### Extract to read:
For an industry that traditionally woos mega millionaire clients through referrals, leading trust banks could easily spend $100 million this year attracting high-end accounts. Insiders say the marketing boom is just beginning.

Northern Trust Ad. It manages as of 12/31/09 $3.98 Trillion, Ranked #5 in US

Pick up an issue of Forbes or Worth, and you’ll see the full-page ads from legendary private banks. Just watch a golf tournament or financial report on TV, and you’ll see the commercials. No matter what you’ve heard, the recession is over when it comes to prospecting for millionaires.

“There is a lot of money behind this,” says Orson Munn, co-founder of New York advertising firm Munn Rabot, which represents Bessemer Trust. “The category is alive and well again and the big banks are continuing to step up their spending as visibility improves,” he added.

U.S. Trust is following up a $25 million media spree with a fresh campaign of ads trumpeting its wealth management expertise to high-net-worth families looking for a good place to park $3 million or more.

BNY Mellon Wealth Management, Northern Trust and Bessemer Trust are running their own high-profile campaigns. The big banks are coming out swinging, and according to ad industry gossip, even aloof boutique players like Rockefeller may be thinking about dipping their toes in the pool.

Flash back to 2008

Many of these firms made their first big marketing pushes in 2008 in order to compete for the attention of the then-record number of wealthy U.S. households. But the collapse of Wall Street and the Bernie Madoff scandal made all their hard work look irrelevant if not actively bogus.

### Exercises to complete:
**A)** In the article on trust bank advertising, rewrite the passage from "For an industry" up to and including "prospecting for millionaires.", substituting "advertisements" for "commercials".
**B)** List every dollar amount that appears in the article on trust bank advertising.
**C)** According to the article on trust bank advertising, which client does the advertising firm Munn Rabot represent?
The material that comes next is from a separate source and has no connection to the article on trust bank advertising.

### Excerpted records:
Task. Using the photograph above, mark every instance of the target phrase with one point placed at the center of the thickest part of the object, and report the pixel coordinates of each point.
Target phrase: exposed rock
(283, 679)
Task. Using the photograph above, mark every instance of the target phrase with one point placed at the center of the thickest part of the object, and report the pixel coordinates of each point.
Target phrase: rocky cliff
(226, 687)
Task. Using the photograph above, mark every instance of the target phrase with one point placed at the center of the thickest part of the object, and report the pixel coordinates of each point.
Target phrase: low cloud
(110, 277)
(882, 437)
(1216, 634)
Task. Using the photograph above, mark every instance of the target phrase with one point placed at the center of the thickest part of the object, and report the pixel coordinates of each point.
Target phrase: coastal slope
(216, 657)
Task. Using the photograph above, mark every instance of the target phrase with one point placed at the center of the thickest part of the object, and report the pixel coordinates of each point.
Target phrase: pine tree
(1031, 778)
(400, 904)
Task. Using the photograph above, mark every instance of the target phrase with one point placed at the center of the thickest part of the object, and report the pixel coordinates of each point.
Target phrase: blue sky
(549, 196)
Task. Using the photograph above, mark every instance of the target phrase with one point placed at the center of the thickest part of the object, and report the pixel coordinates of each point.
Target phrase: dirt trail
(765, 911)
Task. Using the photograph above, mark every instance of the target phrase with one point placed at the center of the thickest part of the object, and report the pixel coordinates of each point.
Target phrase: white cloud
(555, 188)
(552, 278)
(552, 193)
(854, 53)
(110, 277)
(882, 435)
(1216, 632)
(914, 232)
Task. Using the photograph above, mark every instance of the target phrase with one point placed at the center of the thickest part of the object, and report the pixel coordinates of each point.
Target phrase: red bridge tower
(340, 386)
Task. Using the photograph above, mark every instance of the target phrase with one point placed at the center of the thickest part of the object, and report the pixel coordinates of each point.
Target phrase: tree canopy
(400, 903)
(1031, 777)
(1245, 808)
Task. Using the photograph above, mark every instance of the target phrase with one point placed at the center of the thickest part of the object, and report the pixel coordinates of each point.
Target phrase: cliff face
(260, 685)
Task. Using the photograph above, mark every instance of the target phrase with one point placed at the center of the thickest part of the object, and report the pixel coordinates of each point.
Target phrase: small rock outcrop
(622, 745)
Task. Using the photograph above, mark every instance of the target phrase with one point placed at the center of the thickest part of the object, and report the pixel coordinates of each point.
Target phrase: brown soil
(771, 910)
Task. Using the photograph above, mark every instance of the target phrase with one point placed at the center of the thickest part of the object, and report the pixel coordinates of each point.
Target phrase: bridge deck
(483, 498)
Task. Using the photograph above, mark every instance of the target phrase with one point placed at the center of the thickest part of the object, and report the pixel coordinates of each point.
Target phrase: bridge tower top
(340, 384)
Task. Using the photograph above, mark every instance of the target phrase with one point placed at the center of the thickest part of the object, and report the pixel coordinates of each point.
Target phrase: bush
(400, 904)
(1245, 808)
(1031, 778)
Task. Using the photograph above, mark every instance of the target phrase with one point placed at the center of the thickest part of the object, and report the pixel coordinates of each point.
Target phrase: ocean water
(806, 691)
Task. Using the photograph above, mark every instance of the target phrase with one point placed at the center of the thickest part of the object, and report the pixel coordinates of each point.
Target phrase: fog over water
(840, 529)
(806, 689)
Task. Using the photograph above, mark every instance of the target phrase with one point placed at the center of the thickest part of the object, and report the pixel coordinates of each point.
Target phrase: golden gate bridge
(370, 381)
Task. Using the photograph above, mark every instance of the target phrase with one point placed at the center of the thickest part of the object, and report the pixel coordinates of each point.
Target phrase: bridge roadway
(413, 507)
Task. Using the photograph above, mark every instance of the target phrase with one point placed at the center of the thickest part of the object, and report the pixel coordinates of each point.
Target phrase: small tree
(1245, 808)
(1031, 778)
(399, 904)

### Set of answers:
**A)**
For an industry that traditionally woos mega millionaire clients through referrals, leading trust banks could easily spend $100 million this year attracting high-end accounts. Insiders say the marketing boom is just beginning.

Northern Trust Ad. It manages as of 12/31/09 $3.98 Trillion, Ranked #5 in US

Pick up an issue of Forbes or Worth, and you’ll see the full-page ads from legendary private banks. Just watch a golf tournament or financial report on TV, and you’ll see the advertisements. No matter what you’ve heard, the recession is over when it comes to prospecting for millionaires.

**B)** $100 million, $3.98 Trillion, $25 million, $3 million

**C)** Bessemer Trust